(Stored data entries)
Start of Block

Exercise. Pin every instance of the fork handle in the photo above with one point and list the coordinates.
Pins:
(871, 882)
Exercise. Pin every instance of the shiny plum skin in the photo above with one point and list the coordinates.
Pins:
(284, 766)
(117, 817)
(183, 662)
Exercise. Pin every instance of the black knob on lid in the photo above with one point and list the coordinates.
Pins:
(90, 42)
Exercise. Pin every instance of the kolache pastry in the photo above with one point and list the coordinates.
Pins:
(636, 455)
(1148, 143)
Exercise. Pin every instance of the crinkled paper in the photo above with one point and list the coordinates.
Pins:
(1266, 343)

End of Block
Start of Block

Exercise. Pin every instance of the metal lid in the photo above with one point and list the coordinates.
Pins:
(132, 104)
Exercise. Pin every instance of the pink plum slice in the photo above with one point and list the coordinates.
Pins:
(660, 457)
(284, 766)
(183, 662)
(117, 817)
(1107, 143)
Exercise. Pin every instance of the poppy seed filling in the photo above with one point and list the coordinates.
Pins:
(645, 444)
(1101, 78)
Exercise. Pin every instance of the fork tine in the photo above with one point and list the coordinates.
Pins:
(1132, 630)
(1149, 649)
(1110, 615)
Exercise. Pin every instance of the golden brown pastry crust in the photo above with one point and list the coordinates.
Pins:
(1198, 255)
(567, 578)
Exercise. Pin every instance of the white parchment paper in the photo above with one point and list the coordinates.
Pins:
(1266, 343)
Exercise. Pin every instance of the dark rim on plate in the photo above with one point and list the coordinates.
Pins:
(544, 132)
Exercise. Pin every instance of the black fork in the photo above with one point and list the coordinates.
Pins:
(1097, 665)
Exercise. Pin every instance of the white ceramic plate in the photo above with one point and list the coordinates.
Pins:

End of Block

Activity: Which lines above contain the word "plum"? Copy each of them.

Solution for this problem:
Exercise. Pin every instance of the shiny plum skin in the photo above with one point and list the coordinates.
Exercise. Pin every instance of the pink plum slice in the photo above with one point and list the coordinates.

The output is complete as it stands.